- [Document section]:
○ ○ ○ ○ ○ ○ ○
FFT Analysis Pipeline

# analyzers/fft_analyzer.py

class FFTAnalyzer:
    """Frequency domain analysis."""

    def __init__(self, sample_rate=500, window_type='hann'):
        self.sample_rate = sample_rate
        self.window_type = window_type

    def analyze(self, signal):
        """
        Pipeline:
        1. Remove DC offset (mean)
        2. Apply window function (Hann)
        3. Compute FFT
        4. Find peaks in magnitude spectrum
        """
        import numpy as np

        # Remove DC
        signal = np.array(signal) - np.mean(signal)

        # Apply window
        if self.window_type == 'hann':
            window = np.hanning(len(signal))
        else:
            window = np.hamming(len(signal))
○ ○ ○ ○ ○ ○ ○
- [Given entries]:
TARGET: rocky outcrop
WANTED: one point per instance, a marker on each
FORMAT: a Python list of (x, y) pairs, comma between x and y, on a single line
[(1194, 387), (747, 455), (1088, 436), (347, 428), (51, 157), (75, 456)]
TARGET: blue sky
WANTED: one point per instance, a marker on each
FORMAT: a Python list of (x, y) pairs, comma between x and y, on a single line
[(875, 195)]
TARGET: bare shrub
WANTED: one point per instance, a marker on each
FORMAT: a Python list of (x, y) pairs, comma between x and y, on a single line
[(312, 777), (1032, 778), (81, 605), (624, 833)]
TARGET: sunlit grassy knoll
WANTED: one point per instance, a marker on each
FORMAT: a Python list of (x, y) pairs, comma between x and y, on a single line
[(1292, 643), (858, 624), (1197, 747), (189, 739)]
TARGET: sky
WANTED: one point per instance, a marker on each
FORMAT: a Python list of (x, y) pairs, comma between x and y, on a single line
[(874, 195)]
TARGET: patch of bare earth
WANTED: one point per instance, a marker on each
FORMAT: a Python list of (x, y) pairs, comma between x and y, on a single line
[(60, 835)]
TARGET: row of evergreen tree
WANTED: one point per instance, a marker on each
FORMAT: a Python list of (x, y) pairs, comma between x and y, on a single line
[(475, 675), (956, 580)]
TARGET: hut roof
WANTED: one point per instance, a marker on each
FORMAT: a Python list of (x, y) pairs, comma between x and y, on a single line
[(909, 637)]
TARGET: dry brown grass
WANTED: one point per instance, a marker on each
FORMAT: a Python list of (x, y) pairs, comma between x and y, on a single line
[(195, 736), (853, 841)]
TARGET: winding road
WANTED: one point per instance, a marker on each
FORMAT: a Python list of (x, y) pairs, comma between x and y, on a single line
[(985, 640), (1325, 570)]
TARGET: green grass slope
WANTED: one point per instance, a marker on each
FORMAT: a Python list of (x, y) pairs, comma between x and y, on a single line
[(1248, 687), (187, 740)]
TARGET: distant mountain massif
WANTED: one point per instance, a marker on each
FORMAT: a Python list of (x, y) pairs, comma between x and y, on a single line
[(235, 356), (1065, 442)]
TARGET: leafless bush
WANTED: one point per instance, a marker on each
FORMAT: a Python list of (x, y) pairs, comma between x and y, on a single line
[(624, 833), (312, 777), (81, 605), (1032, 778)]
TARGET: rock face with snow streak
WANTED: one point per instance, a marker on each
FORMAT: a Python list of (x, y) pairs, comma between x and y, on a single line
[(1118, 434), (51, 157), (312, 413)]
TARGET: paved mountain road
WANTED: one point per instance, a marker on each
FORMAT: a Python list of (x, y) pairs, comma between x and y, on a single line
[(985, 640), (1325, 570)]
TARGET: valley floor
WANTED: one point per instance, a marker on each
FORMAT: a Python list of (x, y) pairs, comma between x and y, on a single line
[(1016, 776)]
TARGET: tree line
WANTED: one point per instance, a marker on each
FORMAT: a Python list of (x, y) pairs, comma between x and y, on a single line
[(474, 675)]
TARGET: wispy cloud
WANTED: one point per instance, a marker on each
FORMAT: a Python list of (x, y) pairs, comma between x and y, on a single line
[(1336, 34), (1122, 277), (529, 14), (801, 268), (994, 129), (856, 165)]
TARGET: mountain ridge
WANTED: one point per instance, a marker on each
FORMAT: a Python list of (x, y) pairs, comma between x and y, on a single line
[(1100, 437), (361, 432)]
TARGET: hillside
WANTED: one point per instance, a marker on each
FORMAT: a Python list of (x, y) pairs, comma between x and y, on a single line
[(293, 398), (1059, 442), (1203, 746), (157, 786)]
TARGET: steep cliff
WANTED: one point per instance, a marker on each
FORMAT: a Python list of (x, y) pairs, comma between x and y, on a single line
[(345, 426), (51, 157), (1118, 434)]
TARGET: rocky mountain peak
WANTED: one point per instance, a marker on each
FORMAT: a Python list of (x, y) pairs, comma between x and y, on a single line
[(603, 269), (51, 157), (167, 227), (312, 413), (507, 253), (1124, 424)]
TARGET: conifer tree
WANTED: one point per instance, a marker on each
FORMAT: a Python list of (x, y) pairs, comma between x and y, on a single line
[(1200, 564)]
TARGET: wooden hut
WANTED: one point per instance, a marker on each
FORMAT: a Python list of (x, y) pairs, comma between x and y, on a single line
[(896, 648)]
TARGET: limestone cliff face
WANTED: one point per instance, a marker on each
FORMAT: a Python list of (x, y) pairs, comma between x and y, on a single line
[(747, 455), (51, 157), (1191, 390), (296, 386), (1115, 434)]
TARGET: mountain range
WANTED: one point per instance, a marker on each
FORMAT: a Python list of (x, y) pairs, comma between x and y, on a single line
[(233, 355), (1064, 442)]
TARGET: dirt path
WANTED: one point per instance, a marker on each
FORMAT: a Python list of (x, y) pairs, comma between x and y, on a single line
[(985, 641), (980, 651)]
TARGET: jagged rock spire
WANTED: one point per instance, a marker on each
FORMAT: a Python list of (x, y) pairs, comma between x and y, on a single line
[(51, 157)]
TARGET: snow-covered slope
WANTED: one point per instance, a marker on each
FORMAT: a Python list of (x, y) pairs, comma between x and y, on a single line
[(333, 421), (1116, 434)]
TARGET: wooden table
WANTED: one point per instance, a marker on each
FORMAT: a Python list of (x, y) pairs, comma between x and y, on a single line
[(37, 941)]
○ ○ ○ ○ ○ ○ ○
- [Task list]:
(A) In the FFT analyzer code, what is the default sample rate in the constructor?
(B) Pick out every line of the rows that contains the word "rocky", copying each one in full.

- [Answers]:
(A) 500

(B)
TARGET: rocky outcrop
TARGET: rocky mountain peak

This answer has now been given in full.